The problem >>
Nothing but the records, repeated exactly, should form the response.

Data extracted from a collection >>
▼▼▼
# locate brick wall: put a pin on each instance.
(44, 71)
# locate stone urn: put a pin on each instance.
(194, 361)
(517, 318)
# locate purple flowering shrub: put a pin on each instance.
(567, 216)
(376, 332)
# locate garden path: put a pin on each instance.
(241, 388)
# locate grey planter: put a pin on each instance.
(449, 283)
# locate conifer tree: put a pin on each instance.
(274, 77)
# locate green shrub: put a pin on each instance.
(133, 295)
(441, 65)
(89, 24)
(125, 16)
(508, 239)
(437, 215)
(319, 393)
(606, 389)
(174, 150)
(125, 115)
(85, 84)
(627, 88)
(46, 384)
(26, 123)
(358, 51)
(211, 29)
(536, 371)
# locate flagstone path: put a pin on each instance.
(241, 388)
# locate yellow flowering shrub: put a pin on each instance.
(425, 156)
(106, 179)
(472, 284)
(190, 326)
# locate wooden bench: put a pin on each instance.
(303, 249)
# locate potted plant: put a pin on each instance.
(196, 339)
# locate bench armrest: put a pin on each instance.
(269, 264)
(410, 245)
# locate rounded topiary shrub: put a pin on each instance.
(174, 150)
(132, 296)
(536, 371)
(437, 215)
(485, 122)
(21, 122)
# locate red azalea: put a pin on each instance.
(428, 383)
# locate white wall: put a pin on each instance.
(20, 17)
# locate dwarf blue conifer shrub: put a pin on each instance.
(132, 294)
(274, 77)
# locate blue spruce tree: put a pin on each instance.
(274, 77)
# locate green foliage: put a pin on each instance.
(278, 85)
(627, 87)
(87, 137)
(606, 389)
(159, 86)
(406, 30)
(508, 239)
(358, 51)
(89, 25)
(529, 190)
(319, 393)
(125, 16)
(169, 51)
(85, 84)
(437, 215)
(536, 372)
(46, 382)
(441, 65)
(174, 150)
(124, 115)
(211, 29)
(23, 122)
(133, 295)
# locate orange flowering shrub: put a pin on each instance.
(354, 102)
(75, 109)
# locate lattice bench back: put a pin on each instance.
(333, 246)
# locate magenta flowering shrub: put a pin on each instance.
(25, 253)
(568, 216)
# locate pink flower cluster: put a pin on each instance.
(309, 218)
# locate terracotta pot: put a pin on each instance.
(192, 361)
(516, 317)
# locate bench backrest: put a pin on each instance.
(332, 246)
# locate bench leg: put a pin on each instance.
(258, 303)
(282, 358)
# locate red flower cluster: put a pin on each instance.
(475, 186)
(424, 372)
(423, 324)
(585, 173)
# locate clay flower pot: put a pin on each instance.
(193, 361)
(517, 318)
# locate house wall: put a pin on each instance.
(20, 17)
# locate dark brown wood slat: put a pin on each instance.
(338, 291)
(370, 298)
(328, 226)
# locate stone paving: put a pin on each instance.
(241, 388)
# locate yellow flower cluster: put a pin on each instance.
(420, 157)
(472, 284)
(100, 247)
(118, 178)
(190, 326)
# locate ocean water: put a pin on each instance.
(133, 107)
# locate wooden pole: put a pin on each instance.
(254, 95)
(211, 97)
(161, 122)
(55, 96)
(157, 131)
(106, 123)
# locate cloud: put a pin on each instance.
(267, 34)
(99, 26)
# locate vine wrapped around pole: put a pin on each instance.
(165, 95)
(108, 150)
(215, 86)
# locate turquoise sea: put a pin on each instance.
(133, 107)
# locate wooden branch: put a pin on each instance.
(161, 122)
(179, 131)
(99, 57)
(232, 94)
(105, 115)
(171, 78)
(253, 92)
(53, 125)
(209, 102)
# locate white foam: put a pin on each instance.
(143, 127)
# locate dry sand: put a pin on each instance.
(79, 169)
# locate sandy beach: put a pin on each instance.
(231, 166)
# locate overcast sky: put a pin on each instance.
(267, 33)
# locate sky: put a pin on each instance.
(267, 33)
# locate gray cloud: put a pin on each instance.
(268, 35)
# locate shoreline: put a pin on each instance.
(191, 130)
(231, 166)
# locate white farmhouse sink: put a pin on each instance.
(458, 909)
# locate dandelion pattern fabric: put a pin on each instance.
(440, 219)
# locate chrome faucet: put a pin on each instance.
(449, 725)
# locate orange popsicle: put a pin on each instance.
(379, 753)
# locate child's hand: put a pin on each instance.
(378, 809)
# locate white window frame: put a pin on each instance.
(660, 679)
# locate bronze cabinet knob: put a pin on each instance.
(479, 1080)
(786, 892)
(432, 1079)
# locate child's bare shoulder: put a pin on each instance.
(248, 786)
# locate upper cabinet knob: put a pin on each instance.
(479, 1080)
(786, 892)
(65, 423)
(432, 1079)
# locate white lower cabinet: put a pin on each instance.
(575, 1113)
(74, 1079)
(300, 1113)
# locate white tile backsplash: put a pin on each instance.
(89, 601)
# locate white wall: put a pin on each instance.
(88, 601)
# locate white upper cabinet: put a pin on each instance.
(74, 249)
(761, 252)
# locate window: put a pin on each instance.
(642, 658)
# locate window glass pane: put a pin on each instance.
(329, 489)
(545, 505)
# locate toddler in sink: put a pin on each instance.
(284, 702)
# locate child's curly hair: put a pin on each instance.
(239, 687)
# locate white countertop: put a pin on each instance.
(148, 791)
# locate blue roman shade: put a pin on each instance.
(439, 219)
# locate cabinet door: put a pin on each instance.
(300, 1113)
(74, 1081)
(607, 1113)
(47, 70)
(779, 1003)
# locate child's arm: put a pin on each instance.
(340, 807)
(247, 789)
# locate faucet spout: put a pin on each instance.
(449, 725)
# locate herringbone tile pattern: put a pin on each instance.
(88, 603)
▲▲▲
Your response >>
# locate brick wall: put a pin on each instance.
(44, 71)
# locate stone urn: put a pin on each instance.
(194, 361)
(517, 318)
# locate purple flowering shrub: put a pin on each instance.
(567, 216)
(376, 332)
# locate garden path: put a pin on each instance.
(241, 388)
# locate grey planter: put a pin on each instance.
(449, 283)
# locate conifer tree: put a pin on each instance.
(274, 77)
# locate green shrub: put a pin on each instance.
(133, 295)
(441, 65)
(89, 24)
(125, 16)
(508, 239)
(437, 215)
(319, 393)
(606, 389)
(174, 150)
(125, 115)
(85, 84)
(627, 88)
(46, 384)
(26, 123)
(358, 51)
(211, 29)
(536, 371)
# locate flagstone path: put a pin on each instance.
(241, 388)
# locate yellow flowering shrub: put a pin on each instance.
(425, 156)
(106, 179)
(472, 284)
(190, 326)
# locate wooden bench: put a pin on each instance.
(303, 249)
# locate potted plant: put a pin on each instance.
(196, 339)
# locate bench armrest: put a pin on each instance.
(269, 264)
(410, 245)
# locate rounded topiary shrub: put a pin on each instance.
(174, 150)
(132, 296)
(536, 371)
(437, 215)
(485, 122)
(21, 122)
# locate red azalea: put a pin on each instance.
(428, 383)
# locate white wall: put a pin on each instance.
(20, 17)
# locate dwarf blue conifer shrub: put a pin on each instance.
(132, 294)
(274, 77)
# locate blue spruce tree: put a pin on each instance.
(274, 77)
# locate green foliage: put a pin on each instance.
(278, 85)
(627, 87)
(87, 137)
(606, 389)
(159, 86)
(406, 30)
(508, 239)
(358, 51)
(89, 25)
(529, 190)
(319, 393)
(125, 16)
(169, 51)
(85, 84)
(437, 215)
(536, 372)
(46, 382)
(441, 65)
(174, 150)
(124, 115)
(211, 29)
(23, 122)
(133, 295)
# locate orange flowering shrub: put a pin on each instance.
(354, 102)
(75, 109)
# locate lattice bench back: put a pin on each instance.
(333, 246)
# locate magenta flowering shrub: put a pin on each instance.
(25, 253)
(568, 216)
# locate pink flower cluster: put a pin on each instance.
(309, 218)
# locate terracotta pot: put a pin on each instance.
(192, 361)
(516, 317)
# locate bench backrest: put a pin on each instance.
(332, 246)
# locate bench leg: put a pin on each instance.
(258, 303)
(282, 358)
# locate red flower cluster: put a pin on each instance.
(475, 186)
(424, 372)
(423, 324)
(585, 173)
# locate clay flower pot: put a pin on each instance.
(193, 361)
(517, 318)
# locate house wall: put a pin on each instance.
(20, 17)
# locate dark brown wood slat: put a pin on each instance.
(338, 291)
(370, 298)
(328, 226)
# locate stone paving: put a pin on each instance.
(241, 388)
# locate yellow flower cluster: put a pin on each instance.
(420, 157)
(472, 284)
(100, 247)
(118, 178)
(190, 326)
# locate ocean water: put a pin on each instance.
(133, 107)
# locate wooden pole: put a pin on each instance.
(254, 95)
(211, 97)
(161, 122)
(55, 96)
(157, 131)
(106, 123)
# locate cloud: put a pin on each instance.
(267, 34)
(99, 26)
# locate vine wrapped around pole: put a pin on each instance.
(165, 95)
(108, 150)
(215, 86)
# locate turquoise sea: put a pin on each instance.
(133, 107)
# locate wooden branch: put a pin on each instance.
(161, 122)
(179, 131)
(99, 57)
(232, 94)
(105, 115)
(171, 78)
(253, 92)
(53, 125)
(209, 102)
# locate white foam: put a pin on each instance.
(143, 127)
# locate dry sand: put a pin on each instance.
(79, 169)
# locate sandy beach: put a pin on each instance.
(231, 166)
# locate overcast sky: put a pin on each instance.
(267, 33)
# locate sky: put a pin on each instance.
(267, 33)
# locate gray cloud: put a pin on each instance.
(268, 35)
# locate shoreline: put a pin on each instance.
(191, 130)
(231, 166)
# locate white farmhouse sink: put a pin on each instance.
(458, 909)
# locate dandelion pattern fabric: put a pin on each instance.
(440, 219)
# locate chrome faucet: put a pin on each instance.
(449, 725)
# locate orange popsicle: put a pin on each instance.
(379, 753)
# locate child's hand: put a pin on each instance.
(378, 809)
# locate white window frame: put a pin on each instance.
(660, 679)
# locate bronze cabinet knob: put a pin on each instance.
(479, 1080)
(786, 892)
(432, 1079)
# locate child's bare shoulder: put a pin on each instance.
(248, 786)
# locate upper cabinet knob: put a pin on each instance.
(479, 1080)
(786, 892)
(65, 423)
(432, 1079)
# locate white lower cabinet: put a pin on each instance.
(575, 1113)
(74, 1079)
(300, 1113)
# locate white tile backsplash: put a pin on each instance.
(89, 601)
# locate white wall: put a pin on each instance.
(88, 601)
# locate white upper cabinet: put a pin on each instance.
(74, 249)
(761, 252)
# locate window: put a pin on each instance.
(642, 658)
# locate window glass pane: put a pin on each instance.
(329, 489)
(545, 505)
# locate toddler in sink: put a pin on each instance.
(284, 702)
# locate child's curly hair: put a pin on each instance.
(239, 687)
# locate white countertop: put a pin on each instance.
(148, 791)
# locate blue roman shade: put a pin on each instance.
(439, 219)
# locate cabinet door: put a pin on each instance.
(300, 1113)
(74, 1081)
(607, 1113)
(47, 70)
(779, 1003)
# locate child's arm: put a pin on each instance.
(340, 807)
(247, 789)
# locate faucet spout: put a pin on each instance.
(449, 725)
# locate herringbone tile pattern: put a pin on each instance.
(88, 603)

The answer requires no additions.